Items from a data source
━━━━

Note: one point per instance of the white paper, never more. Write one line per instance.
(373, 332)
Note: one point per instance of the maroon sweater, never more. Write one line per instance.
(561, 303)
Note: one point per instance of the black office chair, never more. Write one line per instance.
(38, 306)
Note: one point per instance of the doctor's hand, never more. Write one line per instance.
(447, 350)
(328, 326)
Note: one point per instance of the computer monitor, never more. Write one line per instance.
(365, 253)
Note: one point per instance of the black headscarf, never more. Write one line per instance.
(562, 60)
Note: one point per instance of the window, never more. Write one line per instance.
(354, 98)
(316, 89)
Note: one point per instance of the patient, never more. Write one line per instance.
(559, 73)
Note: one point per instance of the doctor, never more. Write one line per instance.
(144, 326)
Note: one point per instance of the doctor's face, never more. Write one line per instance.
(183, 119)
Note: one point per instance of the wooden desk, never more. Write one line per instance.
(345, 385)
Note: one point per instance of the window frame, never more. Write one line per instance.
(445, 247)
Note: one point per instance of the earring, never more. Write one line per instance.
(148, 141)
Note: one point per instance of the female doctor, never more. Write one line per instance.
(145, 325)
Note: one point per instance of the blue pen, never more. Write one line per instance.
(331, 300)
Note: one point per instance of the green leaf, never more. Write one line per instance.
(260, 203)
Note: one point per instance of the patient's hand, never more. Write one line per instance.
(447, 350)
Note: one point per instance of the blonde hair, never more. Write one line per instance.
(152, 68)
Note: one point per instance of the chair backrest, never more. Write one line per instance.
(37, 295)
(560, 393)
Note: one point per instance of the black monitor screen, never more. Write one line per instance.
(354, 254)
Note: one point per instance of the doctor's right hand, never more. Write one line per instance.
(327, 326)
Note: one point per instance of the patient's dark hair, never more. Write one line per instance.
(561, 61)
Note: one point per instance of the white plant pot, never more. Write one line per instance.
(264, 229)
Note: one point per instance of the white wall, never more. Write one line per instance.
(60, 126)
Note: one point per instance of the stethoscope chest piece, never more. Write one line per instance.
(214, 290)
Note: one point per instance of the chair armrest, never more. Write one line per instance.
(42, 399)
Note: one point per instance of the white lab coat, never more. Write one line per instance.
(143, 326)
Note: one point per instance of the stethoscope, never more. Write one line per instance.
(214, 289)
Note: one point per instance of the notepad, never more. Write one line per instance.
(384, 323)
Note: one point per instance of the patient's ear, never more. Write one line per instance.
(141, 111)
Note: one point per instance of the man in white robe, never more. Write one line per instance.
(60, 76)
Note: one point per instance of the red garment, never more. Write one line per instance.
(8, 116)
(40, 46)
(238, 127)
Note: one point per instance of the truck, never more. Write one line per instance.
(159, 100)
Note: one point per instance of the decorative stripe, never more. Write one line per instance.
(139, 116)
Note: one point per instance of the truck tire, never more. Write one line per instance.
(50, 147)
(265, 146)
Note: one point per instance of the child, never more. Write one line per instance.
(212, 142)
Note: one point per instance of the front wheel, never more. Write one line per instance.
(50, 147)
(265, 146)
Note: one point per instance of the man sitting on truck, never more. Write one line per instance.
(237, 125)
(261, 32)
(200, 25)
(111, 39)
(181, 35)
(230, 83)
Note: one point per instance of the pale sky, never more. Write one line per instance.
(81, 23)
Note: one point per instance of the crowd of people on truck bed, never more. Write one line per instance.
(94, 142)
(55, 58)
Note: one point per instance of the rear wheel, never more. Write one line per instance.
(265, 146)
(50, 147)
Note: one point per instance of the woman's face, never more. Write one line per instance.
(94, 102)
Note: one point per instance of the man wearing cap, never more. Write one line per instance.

━━━━

Required work:
The expected answer is an exact copy of the lines beginning at the one with "Note: one point per instance of the pale" and running to the end of the entries above.

Expected answer:
Note: one point per instance of the pale sky, never more. Write one line per instance.
(81, 23)
Note: one point per instance of the crowd of people on truck bed, never more. Write one line per instance.
(94, 142)
(55, 58)
Note: one point per instance of the rear wheel, never more. Write one line per instance.
(265, 146)
(50, 147)
Note: one point per instance of the woman's face, never more. Write one line per instance.
(94, 102)
Note: one point per instance of the man wearing cap, never more. Write one line per instance.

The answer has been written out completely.